» **ЧТО СДЕЛАТЬ**
Продолжите отрывок о китайской мудрости и чувстве меры, начав сразу после его последнего предложения.

» **ОТРЫВОК**
# # # # #

Освоив палочки, я сделал следующий шаг, придумав себе русский китайский язык на манер Эзры Паунда, писавшего на китайском по-английски. Собравший себе поэтику из ошибочно-го, перепутанного и просто навранного Китая, Паунд искал оправдание невежеству в том, что эксперты – не творцы, а творцы – не эксперты. И в самом деле, знать слишком много так же рискованно, как не знать вовсе. Плодотворна лишь мера, говорили греки, а китайцы показывали, как ее достичь.
Какая, в самом деле, мера свойственна Прометею, Ахиллу, Эдипу? Эллинские герои оттого и герои, что учили других на своих ошибках, китайские объясняли, как их избежать. Что тоже не просто: удержаться труднее, чем броситься, упасть легче, чем стоять, и попробуй не вмешиваться в дела жены, детей или, не дай бог, тещи.
Мудрецы отличаются тем, от чего они воздерживаются, говорили китайцы и не торопились распечатывать письма, позволяя плохим вестям выветриться, а хорошим настояться.
Это так очевидно, что кажется, будто на китайца выучиться легче, чем на буддиста. Сам я в этом убедился, застряв уже на третьей главе палийского канона:
Трепещущую, дрожащую мысль, легко уязвимую и с трудом сдерживаемую, мудрец направляет, как лучник стрелу.
Если бы я так умел, то мог бы остановить колесо сансары, хотя с таким умом мне и в нем было б не страшно вертеться. Но какая тут стрела, когда мысли скачут блохами, не позволяя от себя избавиться.
И не надо, говорят мне китайцы, пусть скачут, лишь бы не с тобой. Мудрец – не то, что он о себе думает, и остается собой, когда ни о чем не думает, да и не делает, соблюдая, однако, и тут меру:
Если человек добивается спокойной жизни только ленью и бездельем, то он непременно окажется в опасности.

# # # # #

[Строки точечной разметки изображений]
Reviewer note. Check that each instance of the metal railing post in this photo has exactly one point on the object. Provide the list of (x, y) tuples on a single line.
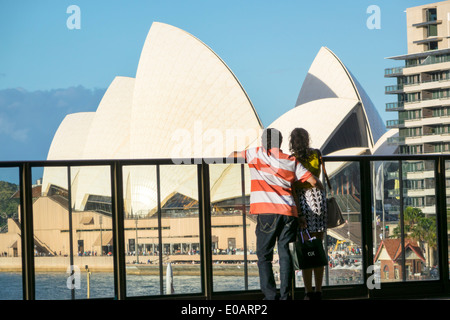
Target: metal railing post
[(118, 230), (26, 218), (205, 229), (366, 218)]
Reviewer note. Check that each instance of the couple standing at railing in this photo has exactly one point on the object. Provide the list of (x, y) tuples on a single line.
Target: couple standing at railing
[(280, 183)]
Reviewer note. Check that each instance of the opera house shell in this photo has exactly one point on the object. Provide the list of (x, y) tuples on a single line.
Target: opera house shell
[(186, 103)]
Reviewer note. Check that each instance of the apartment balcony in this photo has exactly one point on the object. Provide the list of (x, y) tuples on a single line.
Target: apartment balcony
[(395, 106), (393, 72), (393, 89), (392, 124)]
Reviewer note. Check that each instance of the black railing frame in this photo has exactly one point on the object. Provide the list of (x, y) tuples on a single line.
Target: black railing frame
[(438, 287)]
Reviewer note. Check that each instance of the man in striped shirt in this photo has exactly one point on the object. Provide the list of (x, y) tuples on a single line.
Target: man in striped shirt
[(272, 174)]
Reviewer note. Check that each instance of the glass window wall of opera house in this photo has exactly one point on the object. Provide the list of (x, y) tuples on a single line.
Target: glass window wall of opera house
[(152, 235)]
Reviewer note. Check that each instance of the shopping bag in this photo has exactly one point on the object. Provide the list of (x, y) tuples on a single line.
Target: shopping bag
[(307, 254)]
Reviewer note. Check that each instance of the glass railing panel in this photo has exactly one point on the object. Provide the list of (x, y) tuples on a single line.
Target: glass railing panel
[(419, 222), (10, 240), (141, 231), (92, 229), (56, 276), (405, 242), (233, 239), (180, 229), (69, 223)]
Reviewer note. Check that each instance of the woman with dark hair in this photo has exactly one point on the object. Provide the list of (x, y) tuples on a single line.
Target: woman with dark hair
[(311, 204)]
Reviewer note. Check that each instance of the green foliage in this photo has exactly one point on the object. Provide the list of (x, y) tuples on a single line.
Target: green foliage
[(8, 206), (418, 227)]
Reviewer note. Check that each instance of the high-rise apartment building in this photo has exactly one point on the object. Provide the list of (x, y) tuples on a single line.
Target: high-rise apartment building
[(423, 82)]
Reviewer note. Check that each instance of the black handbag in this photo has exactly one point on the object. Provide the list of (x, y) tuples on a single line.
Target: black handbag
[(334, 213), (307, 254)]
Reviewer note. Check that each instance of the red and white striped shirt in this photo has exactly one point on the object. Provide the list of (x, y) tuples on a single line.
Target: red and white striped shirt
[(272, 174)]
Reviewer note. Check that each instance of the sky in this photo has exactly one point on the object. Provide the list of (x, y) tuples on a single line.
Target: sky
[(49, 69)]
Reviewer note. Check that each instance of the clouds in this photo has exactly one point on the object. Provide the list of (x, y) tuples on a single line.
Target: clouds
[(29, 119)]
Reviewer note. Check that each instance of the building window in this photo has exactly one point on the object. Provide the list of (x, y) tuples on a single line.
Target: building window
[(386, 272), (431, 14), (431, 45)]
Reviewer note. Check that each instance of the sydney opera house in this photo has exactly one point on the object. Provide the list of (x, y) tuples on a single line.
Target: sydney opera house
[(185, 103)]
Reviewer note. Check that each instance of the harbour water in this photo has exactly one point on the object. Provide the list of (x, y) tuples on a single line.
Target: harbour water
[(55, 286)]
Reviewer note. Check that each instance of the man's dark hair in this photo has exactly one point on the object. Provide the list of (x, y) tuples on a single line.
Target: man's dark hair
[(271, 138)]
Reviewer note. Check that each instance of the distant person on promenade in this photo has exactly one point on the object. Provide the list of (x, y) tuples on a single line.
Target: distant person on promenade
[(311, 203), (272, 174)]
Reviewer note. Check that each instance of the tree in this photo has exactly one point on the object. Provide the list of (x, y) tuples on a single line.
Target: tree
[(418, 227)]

# # # # #

» **ОТВЕТ**
В поисках выхода Конфуций звал к действию без цели, чем напоминал Канта, считавшего безнравственным получать удовольствие от содеянного. Лао-цзы учил бездействию, упраздняющему необходимость в цели. Она достигается сама собой, как только мы перестаем помогать весне и тянуть ростки из грядки.
Не меньше Обломова меня соблазнял принцип “у-вэй”, но я не понимал, как недеяние позволит выжить. Ведь тому, кто держит на своем столе тушечницу, – говорит средневековый критик Лю Се, – думать приходится каждый день. В итоге дух из них вытекает, как вода из озера.
– Возможно, – спрашивал я себя, не найдя никого другого, – литературная форма недеяния есть недоделанное?
Стремясь к совершенству, китайцы ему не доверяли и знали, где остановиться. Они, в отличие, скажем, от Бродского, не были фетишистами языка. Вместо точных слов, настаивающих на своей красоте и ясности, китайцы предпочли туманный язык, бывший кошмаром раннего Витгенштейна и утешением позднего.
Не доверяя речи, мудрецы предпочитали учить молча:
Говорит ли что-нибудь Небо, – спрашивал Конфуций, – но чередуются в году сезоны.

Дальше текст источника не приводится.